__STATED EXERCISE 1__
Answer these questions using the blockbuster movie project description:
(a) What is ROI used as a proxy for?
(b) How many movies does the Movie Data Analysis Dataset cover?
(c) What source is listed for the TMDB 5000 Movies Dataset?
__STATED EXERCISE 2__
Update the stretch of the blockbuster movie project description from "This project aims" through "behind blockbuster movies.", changing "audience" to "viewer" throughout.
__STATED EXERCISE 3__
Go on with the blockbuster movie project description after its last line.

__SOURCE PASSAGE__
####

This project aims to build a Machine Learning model that predicts whether a movie can be considered a blockbuster — both in terms of audience reception and financial success.
A blockbuster movie is generally defined as a film that achieves both high profitability and high public acclaim. To capture this, we define two measurable targets:
- IMDB Score: Proxy for audience satisfaction and critical reception.
- ROI (Return on Investment): Proxy for commercial success.
- Perform Exploratory Data Analysis (EDA) to understand patterns behind blockbuster movies.
- Build predictive models for:
- IMDB Score
- ROI
- Optionally, create a combined model to classify blockbuster likelihood based on both.
Our goal is to build a comprehensive dataset of blockbuster movies and find a model that optimizes all the information we got. We'll combine information from multiple sources. Below are some datasets that align with our project requirements:
1. Movie Data Analysis Dataset
- Details about 7,668 movies, including:
- Titles, ratings, genres, release years
- IMDb scores, votes
- Directors, writers, main stars
- Production countries, budgets, gross earnings
- Production companies, runtimes
- Source: GitHub Repository
2. Global Movie Franchise Revenue and Budget Data
- Comprehensive data on movie franchises worldwide between 2000–2020:
- Lifetime gross, budget, rating
- Runtime, release date, vote count/average
- Source: Kaggle Dataset
3. TMDB 5000 Movies Dataset
- Information on over 5,000 movies:
- Budget, cast, director
- Keywords, runtime, genres
- Production companies, release dates
- Source: Hugging Face Dataset
4. Complete Movie Metadata Dataset
- Data on over 722,000 movies, including:
- ID, title, genres, budget, revenue
- Suitable for analyzing trends in movie popularity, production companies, budgets, and revenues.

####

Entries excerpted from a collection
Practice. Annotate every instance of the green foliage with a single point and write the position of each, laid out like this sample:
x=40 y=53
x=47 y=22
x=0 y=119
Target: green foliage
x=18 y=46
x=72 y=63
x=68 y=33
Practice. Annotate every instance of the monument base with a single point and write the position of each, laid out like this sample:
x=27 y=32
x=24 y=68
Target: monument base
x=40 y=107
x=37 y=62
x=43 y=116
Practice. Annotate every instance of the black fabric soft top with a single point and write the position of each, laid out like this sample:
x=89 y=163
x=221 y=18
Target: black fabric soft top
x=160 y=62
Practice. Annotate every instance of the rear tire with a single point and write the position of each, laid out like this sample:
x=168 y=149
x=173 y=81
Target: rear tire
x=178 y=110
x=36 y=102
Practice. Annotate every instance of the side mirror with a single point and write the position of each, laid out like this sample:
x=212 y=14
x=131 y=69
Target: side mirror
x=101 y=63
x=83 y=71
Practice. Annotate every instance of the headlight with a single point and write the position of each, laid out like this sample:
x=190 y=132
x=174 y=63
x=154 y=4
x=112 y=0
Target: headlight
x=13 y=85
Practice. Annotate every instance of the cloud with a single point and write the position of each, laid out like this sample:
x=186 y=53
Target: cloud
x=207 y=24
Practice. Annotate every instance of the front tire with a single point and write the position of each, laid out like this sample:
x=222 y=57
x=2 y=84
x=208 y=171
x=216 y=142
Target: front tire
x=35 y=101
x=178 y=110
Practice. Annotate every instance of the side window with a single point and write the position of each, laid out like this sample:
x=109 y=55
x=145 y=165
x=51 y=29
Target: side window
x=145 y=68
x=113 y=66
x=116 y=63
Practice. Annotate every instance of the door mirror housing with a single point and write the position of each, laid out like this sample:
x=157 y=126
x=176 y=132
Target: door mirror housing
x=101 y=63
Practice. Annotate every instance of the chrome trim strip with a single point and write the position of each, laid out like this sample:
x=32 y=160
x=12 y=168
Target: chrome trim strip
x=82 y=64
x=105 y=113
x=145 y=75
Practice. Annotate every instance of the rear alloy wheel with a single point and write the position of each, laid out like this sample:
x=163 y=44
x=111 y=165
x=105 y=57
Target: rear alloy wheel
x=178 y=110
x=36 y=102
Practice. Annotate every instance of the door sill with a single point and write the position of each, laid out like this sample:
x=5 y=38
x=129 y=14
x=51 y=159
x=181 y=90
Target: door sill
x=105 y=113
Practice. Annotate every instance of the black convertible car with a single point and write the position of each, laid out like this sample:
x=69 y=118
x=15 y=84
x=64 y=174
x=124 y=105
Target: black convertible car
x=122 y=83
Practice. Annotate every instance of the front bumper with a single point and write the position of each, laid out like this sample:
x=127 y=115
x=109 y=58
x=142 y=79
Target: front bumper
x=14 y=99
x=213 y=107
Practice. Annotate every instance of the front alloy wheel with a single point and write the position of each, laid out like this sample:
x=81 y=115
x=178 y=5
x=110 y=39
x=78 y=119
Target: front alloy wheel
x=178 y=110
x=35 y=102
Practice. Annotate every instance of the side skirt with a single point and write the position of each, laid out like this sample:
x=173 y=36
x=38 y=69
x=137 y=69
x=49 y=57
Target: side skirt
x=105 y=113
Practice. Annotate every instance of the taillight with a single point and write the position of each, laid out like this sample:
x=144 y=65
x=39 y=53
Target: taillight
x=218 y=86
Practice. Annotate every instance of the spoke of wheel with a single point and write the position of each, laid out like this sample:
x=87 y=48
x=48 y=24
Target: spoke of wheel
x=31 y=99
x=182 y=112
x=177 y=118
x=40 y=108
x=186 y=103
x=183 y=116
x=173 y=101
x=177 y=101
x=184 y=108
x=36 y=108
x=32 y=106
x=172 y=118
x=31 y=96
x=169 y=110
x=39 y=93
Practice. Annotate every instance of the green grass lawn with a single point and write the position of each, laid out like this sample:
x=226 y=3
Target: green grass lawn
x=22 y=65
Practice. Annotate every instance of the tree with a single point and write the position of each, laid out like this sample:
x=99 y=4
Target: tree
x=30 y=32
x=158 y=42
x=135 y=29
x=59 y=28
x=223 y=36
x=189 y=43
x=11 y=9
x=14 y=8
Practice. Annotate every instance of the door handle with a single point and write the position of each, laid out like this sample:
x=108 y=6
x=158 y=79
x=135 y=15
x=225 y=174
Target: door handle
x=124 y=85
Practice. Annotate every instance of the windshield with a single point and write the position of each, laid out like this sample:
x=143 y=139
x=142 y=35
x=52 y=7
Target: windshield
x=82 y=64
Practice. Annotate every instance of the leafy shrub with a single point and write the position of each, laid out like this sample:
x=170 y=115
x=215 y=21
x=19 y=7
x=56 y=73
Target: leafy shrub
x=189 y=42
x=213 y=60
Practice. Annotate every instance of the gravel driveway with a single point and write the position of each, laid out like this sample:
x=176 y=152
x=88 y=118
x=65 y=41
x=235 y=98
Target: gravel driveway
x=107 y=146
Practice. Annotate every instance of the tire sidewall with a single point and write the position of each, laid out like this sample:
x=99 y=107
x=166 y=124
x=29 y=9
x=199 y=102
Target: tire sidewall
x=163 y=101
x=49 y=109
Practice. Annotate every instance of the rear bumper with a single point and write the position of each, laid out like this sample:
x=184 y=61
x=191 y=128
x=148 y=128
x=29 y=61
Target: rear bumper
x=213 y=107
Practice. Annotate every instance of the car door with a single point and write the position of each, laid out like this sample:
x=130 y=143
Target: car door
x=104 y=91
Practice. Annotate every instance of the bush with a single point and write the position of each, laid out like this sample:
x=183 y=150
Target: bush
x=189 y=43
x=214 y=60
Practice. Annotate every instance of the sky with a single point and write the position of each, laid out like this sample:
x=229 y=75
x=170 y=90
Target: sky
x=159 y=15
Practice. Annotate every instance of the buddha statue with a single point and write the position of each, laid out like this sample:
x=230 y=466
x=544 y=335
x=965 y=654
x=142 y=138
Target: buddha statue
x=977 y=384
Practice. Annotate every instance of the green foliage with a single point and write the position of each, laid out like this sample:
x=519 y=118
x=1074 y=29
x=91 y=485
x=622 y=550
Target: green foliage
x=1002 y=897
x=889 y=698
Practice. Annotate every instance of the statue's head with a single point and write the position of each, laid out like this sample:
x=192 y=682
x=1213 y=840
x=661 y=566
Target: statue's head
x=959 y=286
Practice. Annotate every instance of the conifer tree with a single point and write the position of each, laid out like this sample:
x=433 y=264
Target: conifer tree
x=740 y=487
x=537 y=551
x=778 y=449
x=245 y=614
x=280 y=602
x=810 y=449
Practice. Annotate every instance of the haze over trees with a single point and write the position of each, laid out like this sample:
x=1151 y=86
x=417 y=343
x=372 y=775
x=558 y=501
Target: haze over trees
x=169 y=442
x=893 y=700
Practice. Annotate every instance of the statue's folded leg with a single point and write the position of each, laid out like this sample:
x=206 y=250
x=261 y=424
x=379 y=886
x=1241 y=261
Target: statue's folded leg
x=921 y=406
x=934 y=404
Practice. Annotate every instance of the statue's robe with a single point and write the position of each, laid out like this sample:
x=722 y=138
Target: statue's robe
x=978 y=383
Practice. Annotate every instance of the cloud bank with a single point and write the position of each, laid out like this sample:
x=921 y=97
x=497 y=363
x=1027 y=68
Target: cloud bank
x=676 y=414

####

__EXERCISE OUTPUT 1__
(a) Commercial success.
(b) 7,668 movies.
(c) A Hugging Face Dataset.

__EXERCISE OUTPUT 2__
This project aims to build a Machine Learning model that predicts whether a movie can be considered a blockbuster — both in terms of viewer reception and financial success.
A blockbuster movie is generally defined as a film that achieves both high profitability and high public acclaim. To capture this, we define two measurable targets:
- IMDB Score: Proxy for viewer satisfaction and critical reception.
- ROI (Return on Investment): Proxy for commercial success.
- Perform Exploratory Data Analysis (EDA) to understand patterns behind blockbuster movies.

__EXERCISE OUTPUT 3__
- Source: Gigasheet Dataset
5. Movie Revenue Analysis Dataset
- Approx. 1,800 movies released between 1915 and 2020:
- Domestic and worldwide gross revenues
- Production budgets, release dates
- Source: GitHub Repository
These are merged and cleaned into:
imdb_score_features
roi_features
master_table
- Python (Pandas, Scikit-learn)
- Feature engineering based on domain knowledge and EDA
- ML models (regression, classification)
- IMDB Score reflects whether people liked the movie — crucial for sustained popularity and brand value.
- ROI captures whether the film was a financial hit — crucial for studios and investors.
Combining these helps us define and detect "blockbusters" more holistically.
- Incorporate marketing or release strategy data (e.g., release date, streaming vs theater)
- Refine model into binary classification: "Blockbuster vs Not"